AIM OF THE TASK: Please change every "wood-style flooring plank" to "laminate floor tile" in the lines below and give them back with nothing else altered. Leave the pictures out of your answer.

(Coordinate annotation entries)
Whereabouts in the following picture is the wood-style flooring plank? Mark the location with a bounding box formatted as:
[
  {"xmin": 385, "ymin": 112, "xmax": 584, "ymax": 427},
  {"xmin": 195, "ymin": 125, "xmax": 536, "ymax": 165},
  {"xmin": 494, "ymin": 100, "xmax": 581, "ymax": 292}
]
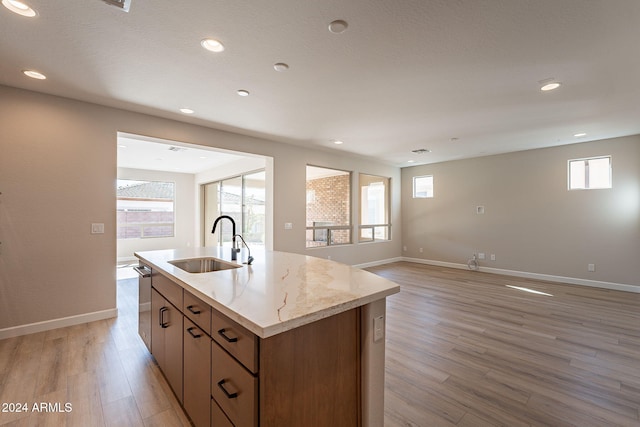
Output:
[{"xmin": 368, "ymin": 262, "xmax": 640, "ymax": 427}]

SOLVED EXERCISE:
Whereabouts in the following picture is the laminate floor tile? Mark the location with a bounding box formatted as:
[
  {"xmin": 385, "ymin": 112, "xmax": 584, "ymax": 427},
  {"xmin": 195, "ymin": 125, "xmax": 536, "ymax": 165},
  {"xmin": 494, "ymin": 100, "xmax": 581, "ymax": 292}
]
Output:
[{"xmin": 368, "ymin": 262, "xmax": 640, "ymax": 427}]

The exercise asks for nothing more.